**Task statement:**
Go to the line below containing "locate the downspout" and print exactly from there through the line containing "locate the wooden", both included. Print nothing else.
··· Data for review
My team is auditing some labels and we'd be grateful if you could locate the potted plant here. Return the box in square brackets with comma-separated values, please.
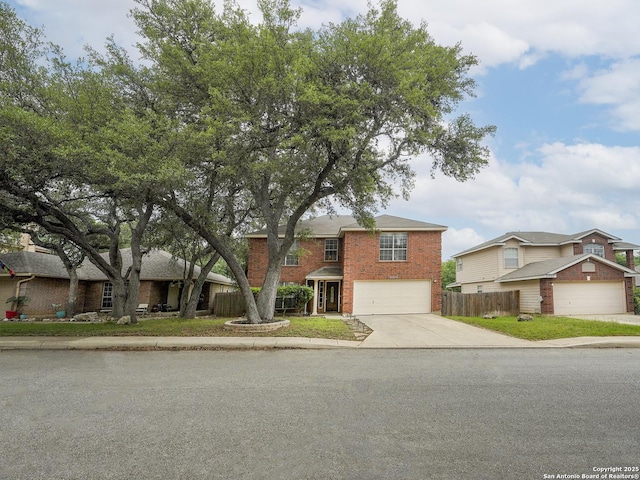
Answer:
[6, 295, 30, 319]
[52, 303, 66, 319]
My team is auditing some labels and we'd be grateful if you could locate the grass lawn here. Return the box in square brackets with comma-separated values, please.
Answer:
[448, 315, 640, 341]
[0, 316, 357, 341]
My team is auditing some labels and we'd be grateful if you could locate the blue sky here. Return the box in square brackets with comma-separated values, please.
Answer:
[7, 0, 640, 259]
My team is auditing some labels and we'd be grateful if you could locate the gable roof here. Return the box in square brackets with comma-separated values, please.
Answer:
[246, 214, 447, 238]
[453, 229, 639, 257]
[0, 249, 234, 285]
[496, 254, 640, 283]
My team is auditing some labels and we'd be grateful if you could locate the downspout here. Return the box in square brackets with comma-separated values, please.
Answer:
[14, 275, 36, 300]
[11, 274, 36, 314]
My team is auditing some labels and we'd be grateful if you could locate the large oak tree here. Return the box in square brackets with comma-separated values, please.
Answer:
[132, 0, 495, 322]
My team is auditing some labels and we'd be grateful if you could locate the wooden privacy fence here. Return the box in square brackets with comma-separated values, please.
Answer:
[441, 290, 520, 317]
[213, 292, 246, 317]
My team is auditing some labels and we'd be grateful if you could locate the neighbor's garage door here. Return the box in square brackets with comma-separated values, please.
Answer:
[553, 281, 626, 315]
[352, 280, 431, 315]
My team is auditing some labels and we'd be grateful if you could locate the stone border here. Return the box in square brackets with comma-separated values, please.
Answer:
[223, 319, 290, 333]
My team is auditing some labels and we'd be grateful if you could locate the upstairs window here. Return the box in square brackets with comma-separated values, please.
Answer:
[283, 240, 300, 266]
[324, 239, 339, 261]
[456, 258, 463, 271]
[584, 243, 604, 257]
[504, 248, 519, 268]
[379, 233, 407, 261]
······
··· Data for review
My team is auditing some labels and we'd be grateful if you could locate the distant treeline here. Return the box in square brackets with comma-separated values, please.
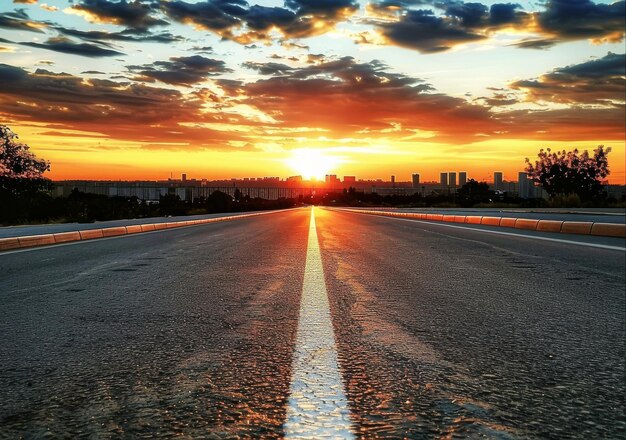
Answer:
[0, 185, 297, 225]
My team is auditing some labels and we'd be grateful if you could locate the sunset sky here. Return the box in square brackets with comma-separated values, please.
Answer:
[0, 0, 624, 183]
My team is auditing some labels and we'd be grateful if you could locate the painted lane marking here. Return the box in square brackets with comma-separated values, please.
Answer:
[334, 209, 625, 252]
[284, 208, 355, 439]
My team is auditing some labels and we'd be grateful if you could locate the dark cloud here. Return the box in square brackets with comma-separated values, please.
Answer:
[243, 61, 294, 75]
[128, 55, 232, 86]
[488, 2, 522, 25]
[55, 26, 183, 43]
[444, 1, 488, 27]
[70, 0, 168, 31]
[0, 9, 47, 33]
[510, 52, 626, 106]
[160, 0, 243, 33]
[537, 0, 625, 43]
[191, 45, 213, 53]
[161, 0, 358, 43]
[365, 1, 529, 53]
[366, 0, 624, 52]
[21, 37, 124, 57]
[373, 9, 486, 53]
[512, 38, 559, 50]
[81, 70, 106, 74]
······
**Response to this task:**
My team is auditing some labels and we'd be grateful if you could locate the downspout here. Return the box in square brackets with comma-separated values, please.
Answer:
[14, 275, 36, 300]
[11, 274, 36, 314]
My team is auditing some labels and we'd be grateful if you could locate the large oak tree here. Return the box in square brackets with comma-separated values, please.
Answer:
[132, 0, 495, 322]
My team is auditing some labels and we'd be grateful if you could locate the wooden privacy fence here. Return the box in square brackets with comma-separated values, please.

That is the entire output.